_EXERCISE PROMPT_
Look in the data below for the line that contains "Each instance of the thumb". Copy that line and the remaining lines exactly.

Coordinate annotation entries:
**********

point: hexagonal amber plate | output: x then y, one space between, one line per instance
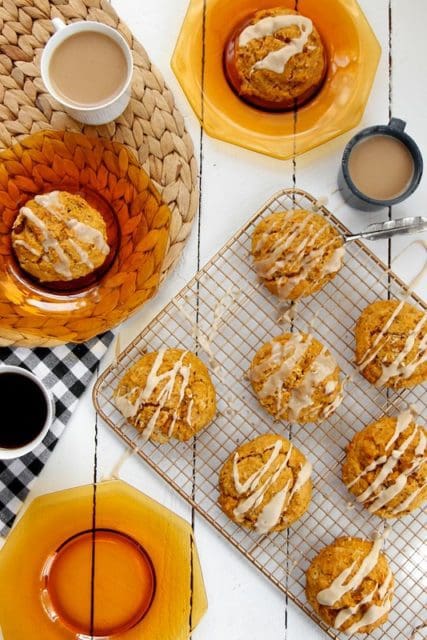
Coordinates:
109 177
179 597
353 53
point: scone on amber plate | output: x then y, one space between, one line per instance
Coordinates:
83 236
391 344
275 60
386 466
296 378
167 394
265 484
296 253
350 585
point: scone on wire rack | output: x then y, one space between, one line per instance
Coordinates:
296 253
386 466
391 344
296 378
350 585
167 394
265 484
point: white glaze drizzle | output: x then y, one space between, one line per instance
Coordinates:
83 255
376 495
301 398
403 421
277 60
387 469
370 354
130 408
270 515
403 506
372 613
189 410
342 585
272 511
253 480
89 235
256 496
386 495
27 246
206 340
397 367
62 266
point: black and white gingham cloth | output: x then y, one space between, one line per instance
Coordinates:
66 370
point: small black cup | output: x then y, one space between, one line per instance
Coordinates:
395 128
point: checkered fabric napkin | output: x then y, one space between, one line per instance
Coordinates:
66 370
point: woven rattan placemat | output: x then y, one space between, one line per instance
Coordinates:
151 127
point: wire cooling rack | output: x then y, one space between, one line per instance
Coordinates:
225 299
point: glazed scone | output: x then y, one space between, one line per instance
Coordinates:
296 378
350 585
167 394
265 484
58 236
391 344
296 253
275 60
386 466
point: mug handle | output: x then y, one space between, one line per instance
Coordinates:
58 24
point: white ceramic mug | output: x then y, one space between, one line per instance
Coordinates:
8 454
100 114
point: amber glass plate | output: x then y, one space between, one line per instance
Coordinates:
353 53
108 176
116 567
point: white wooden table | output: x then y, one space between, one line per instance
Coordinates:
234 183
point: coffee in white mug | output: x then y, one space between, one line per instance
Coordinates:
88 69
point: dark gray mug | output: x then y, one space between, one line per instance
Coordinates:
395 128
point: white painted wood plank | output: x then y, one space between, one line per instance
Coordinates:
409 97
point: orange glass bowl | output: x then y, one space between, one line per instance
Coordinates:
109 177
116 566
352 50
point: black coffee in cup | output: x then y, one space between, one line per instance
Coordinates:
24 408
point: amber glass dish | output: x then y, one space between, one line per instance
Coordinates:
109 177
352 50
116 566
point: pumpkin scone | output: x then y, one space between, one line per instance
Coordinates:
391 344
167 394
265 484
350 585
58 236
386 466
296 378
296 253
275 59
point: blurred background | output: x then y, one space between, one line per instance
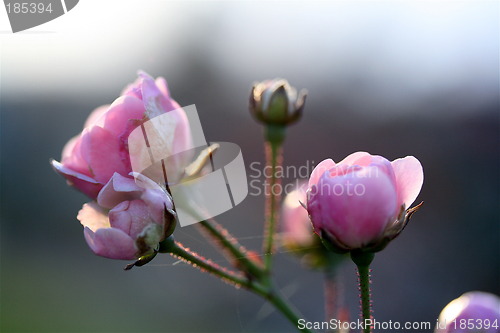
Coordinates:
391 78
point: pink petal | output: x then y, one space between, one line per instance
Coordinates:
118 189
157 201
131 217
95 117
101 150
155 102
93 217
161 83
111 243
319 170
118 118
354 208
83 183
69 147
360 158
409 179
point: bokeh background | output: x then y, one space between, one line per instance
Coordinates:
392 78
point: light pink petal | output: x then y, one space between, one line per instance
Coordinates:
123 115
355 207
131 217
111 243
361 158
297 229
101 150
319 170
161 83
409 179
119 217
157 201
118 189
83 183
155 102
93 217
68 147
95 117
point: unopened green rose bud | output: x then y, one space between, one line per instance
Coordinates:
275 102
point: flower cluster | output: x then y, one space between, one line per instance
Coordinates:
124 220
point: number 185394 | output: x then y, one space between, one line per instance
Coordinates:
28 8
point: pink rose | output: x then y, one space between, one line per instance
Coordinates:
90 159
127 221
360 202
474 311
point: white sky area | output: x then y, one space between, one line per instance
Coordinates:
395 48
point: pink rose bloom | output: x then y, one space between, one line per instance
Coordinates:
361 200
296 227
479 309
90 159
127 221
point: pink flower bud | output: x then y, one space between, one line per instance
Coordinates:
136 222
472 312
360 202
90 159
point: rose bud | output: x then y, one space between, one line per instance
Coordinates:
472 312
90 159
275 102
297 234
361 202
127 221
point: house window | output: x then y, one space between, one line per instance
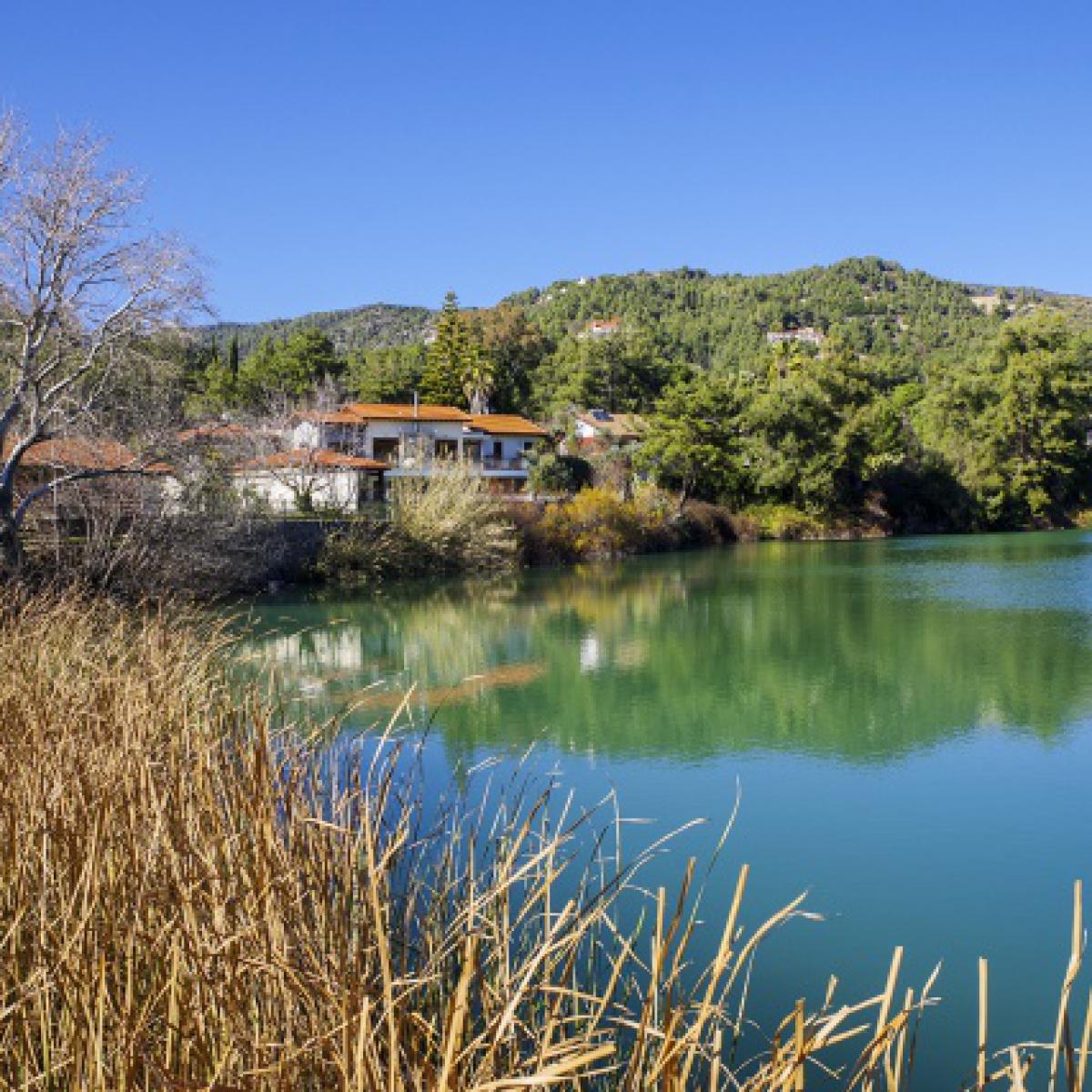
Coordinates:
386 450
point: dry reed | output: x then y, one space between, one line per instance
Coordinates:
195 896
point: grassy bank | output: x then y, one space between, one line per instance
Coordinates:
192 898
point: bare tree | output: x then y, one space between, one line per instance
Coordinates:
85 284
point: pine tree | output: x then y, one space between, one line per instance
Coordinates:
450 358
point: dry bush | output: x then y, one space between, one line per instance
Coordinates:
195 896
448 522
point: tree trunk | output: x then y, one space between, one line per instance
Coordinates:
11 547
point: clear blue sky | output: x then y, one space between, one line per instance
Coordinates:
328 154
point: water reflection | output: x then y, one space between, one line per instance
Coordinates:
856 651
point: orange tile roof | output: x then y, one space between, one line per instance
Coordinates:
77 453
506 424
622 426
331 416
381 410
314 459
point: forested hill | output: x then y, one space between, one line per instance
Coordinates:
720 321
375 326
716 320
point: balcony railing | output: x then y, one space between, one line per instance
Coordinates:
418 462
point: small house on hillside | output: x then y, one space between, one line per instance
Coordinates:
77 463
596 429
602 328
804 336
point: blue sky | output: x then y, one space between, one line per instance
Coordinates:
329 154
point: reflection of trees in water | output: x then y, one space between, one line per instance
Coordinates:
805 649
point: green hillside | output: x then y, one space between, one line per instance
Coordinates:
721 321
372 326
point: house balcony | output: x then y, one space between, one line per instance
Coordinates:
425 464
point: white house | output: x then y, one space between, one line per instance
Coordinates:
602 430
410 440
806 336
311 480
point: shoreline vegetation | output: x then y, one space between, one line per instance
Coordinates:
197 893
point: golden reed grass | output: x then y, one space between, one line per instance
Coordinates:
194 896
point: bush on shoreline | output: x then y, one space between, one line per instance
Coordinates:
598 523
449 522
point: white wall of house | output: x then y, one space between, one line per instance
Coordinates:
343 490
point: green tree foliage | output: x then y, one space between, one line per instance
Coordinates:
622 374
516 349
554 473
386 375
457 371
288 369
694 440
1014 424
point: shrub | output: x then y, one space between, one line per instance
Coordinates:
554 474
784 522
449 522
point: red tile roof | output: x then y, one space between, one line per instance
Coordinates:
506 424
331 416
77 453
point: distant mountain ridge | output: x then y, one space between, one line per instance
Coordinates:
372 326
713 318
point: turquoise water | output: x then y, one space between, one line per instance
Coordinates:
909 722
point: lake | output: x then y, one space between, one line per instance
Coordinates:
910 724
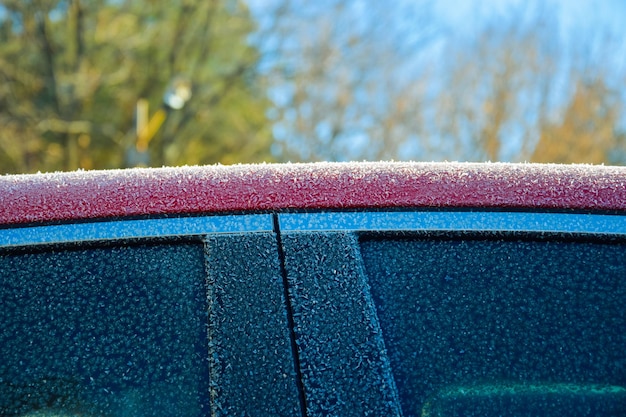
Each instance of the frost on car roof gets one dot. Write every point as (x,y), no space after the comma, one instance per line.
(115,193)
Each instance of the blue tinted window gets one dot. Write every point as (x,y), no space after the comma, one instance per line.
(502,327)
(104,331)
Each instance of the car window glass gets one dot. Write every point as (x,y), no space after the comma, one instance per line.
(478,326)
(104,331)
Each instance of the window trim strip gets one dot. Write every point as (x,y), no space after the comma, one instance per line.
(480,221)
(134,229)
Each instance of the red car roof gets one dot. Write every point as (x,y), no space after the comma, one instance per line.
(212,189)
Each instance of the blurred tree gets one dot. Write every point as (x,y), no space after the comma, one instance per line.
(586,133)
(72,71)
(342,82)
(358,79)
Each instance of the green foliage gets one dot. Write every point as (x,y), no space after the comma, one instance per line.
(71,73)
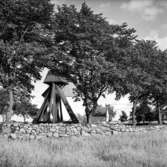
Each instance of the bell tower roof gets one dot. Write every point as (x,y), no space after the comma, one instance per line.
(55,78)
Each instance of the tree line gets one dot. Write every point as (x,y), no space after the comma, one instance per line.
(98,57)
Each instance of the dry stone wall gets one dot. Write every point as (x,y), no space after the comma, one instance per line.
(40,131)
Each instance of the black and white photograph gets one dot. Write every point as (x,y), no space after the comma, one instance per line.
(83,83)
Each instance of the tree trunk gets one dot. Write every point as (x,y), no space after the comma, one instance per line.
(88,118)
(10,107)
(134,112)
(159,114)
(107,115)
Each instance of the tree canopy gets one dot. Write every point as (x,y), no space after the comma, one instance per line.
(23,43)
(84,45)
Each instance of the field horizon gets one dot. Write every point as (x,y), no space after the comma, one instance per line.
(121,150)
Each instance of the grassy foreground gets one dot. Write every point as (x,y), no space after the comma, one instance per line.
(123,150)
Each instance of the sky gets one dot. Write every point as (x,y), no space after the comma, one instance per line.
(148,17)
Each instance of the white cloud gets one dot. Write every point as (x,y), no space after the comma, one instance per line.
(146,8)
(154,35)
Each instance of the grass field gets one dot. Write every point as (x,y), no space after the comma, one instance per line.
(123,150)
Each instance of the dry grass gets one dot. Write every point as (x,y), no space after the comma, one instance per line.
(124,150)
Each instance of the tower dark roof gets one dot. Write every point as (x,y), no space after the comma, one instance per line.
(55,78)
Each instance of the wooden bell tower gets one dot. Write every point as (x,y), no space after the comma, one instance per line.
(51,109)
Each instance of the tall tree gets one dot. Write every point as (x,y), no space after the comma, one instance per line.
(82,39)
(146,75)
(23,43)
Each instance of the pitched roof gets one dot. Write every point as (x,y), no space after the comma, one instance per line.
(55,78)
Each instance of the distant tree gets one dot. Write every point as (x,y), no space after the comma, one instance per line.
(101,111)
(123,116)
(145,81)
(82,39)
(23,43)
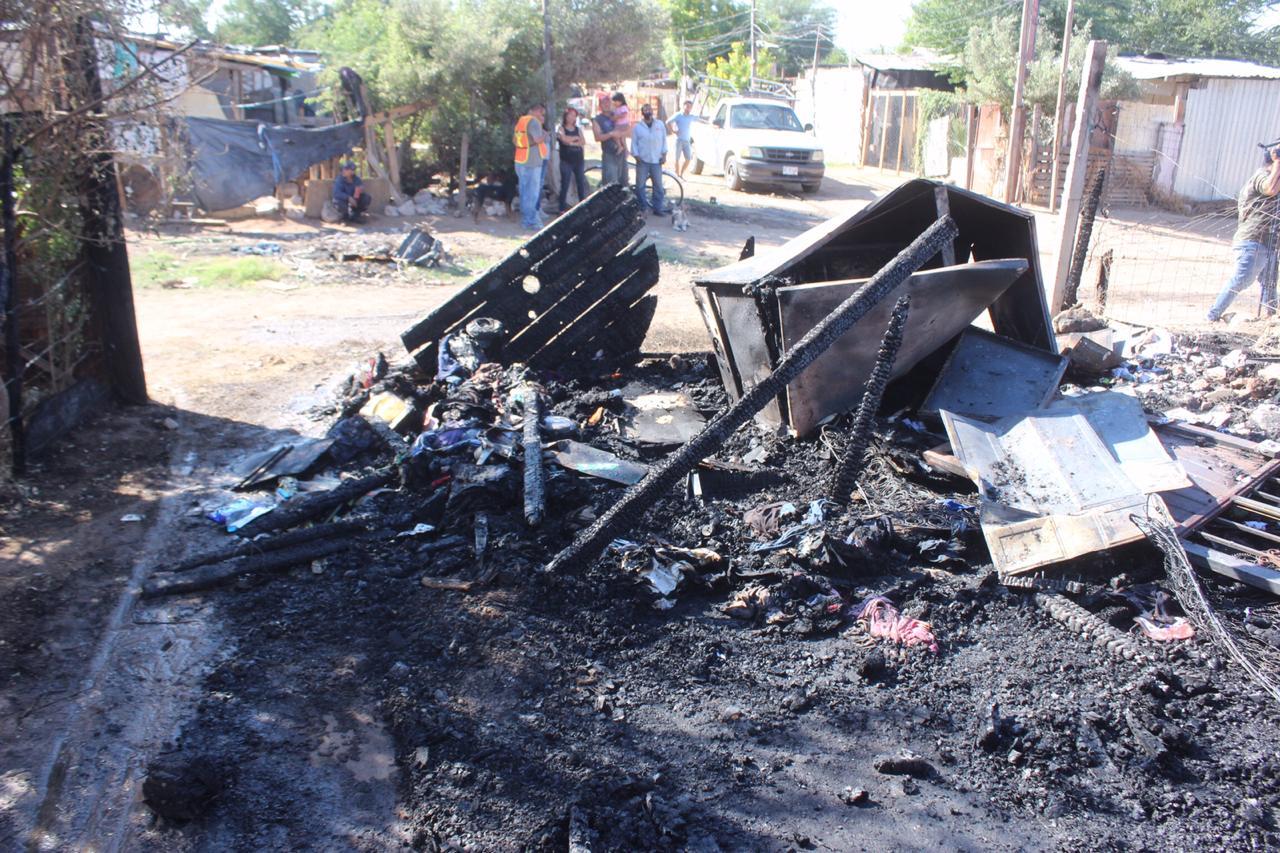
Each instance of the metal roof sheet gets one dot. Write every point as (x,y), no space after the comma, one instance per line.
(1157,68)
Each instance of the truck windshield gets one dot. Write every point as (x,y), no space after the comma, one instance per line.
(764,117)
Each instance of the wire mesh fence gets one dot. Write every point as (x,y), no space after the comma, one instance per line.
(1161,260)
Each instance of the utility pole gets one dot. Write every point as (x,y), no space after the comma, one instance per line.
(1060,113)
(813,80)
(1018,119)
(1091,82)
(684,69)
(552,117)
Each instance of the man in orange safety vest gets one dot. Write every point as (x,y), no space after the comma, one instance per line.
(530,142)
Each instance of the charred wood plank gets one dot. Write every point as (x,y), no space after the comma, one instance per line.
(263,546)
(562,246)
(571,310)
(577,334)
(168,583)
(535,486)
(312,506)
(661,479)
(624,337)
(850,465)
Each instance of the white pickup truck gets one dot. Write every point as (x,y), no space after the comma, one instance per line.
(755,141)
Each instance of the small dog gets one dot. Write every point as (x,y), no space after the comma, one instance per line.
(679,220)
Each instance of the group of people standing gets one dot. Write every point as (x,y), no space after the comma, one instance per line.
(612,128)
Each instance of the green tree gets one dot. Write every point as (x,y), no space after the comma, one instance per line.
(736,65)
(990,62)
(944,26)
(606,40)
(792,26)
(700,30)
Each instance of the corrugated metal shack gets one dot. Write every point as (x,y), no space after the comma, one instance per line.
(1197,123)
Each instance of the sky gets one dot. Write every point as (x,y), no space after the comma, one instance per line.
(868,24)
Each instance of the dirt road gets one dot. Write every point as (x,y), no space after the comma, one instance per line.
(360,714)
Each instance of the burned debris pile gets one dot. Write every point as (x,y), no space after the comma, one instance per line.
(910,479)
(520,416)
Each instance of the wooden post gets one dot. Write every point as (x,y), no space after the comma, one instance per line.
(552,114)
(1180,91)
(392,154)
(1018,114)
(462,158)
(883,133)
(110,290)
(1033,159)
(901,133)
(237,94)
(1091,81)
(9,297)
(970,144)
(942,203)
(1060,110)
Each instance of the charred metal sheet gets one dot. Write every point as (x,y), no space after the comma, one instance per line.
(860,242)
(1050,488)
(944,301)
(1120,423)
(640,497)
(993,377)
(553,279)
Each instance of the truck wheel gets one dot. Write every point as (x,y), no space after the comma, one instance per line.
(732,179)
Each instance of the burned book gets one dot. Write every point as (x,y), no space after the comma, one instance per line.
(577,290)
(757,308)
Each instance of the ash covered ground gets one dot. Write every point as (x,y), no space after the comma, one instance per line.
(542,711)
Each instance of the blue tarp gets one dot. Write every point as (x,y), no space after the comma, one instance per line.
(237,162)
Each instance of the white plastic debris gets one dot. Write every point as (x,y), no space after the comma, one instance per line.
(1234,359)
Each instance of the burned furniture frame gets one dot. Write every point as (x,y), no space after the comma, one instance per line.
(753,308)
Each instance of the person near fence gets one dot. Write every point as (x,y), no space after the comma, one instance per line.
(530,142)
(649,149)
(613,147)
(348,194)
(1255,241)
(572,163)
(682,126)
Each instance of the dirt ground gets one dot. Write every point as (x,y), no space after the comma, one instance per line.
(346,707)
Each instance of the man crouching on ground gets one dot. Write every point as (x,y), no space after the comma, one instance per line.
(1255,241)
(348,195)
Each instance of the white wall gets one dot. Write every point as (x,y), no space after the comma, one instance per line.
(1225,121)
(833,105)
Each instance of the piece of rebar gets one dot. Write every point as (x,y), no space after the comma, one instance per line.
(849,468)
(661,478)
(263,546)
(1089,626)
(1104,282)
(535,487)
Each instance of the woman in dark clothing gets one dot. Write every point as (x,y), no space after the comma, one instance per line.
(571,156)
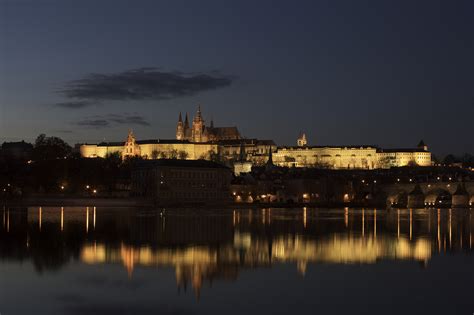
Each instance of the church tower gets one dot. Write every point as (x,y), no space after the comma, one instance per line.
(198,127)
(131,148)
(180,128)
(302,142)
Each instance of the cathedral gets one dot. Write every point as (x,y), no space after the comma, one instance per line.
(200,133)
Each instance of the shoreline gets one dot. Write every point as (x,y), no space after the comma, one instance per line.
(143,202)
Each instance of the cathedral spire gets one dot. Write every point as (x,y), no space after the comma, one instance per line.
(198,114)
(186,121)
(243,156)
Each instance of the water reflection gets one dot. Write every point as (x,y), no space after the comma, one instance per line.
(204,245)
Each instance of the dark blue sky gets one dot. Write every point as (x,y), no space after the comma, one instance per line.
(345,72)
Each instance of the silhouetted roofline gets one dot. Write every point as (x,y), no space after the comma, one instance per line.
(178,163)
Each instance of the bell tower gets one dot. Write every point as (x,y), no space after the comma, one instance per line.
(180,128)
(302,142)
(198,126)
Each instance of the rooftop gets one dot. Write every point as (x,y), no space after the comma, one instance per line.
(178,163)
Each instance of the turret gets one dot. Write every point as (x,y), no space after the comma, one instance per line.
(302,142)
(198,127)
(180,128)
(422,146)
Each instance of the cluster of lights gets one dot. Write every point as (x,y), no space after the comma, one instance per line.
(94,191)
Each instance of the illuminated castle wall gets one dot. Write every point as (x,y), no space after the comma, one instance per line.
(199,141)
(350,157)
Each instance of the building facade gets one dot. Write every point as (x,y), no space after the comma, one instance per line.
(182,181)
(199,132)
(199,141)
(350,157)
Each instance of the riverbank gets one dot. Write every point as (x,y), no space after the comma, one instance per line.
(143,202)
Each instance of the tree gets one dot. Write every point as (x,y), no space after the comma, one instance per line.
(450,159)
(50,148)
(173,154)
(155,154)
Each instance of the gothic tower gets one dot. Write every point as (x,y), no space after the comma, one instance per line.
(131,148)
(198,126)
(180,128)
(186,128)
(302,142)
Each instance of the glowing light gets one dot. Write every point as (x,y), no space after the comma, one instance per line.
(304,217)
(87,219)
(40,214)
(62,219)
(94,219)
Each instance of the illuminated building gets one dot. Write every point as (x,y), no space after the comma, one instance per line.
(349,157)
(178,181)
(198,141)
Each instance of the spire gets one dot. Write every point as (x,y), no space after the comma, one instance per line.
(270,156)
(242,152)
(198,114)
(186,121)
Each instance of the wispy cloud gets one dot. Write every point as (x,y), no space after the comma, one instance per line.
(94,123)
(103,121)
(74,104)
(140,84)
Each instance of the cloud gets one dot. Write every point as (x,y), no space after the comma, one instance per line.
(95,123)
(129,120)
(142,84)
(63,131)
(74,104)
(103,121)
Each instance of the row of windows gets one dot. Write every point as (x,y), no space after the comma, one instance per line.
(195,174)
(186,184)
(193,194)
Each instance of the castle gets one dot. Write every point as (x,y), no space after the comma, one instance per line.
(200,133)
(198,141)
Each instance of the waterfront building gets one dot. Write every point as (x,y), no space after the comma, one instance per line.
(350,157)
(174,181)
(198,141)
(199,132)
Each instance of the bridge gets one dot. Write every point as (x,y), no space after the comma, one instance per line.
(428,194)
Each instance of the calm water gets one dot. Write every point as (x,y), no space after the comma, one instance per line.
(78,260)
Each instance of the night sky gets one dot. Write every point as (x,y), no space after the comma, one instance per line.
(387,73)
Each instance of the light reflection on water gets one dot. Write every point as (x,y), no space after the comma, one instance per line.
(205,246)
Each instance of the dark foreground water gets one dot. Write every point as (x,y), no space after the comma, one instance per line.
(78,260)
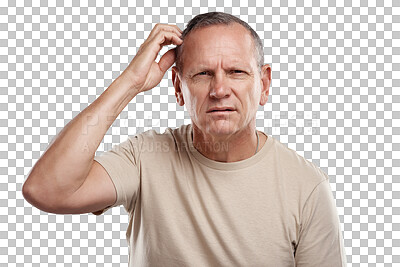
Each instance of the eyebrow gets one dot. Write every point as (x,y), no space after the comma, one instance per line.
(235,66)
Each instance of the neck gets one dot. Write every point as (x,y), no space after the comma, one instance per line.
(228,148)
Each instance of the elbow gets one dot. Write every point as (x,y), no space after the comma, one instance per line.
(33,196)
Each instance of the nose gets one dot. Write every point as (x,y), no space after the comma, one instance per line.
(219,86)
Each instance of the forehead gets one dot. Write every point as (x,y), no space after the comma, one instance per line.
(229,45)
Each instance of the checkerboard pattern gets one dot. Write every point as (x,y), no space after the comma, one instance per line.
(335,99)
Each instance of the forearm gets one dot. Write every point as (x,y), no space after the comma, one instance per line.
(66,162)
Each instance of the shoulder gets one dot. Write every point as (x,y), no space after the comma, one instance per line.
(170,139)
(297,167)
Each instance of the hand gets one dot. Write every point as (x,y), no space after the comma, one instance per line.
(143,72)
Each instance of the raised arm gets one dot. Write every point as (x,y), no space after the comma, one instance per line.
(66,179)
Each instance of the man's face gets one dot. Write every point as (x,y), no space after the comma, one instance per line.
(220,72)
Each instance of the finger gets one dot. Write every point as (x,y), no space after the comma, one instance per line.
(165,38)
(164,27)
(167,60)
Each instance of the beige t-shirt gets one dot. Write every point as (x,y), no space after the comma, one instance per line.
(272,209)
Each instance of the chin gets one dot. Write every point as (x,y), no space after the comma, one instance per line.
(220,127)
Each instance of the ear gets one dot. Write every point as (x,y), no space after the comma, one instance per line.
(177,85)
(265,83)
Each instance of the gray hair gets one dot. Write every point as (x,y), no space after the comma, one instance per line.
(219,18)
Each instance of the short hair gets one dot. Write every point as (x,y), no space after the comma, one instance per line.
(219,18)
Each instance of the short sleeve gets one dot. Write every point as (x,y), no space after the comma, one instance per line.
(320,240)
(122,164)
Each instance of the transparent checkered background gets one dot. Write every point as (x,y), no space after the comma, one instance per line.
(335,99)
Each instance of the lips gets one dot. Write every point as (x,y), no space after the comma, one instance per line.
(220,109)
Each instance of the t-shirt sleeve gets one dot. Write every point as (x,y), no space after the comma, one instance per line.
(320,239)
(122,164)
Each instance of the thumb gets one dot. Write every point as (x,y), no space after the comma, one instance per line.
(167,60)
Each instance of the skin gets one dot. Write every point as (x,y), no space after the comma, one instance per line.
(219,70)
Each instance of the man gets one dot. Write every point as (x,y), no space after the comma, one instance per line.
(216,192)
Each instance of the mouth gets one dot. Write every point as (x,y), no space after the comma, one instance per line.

**********

_SOLVED EXERCISE_
Each instance of the thumb gets one dot. Write every point as (x,y), no space after the comma, one instance per line.
(167,60)
Each instance of the skin gets one dot. Write every point as (x,y), no space after the comma, one instance per line.
(219,70)
Each instance of the man gets one dot. Write every point as (x,y), no space after the comma, one instance per line.
(216,192)
Each instance of the mouth gets one dot. Write every point as (x,y), no space after the comma, one instance per line.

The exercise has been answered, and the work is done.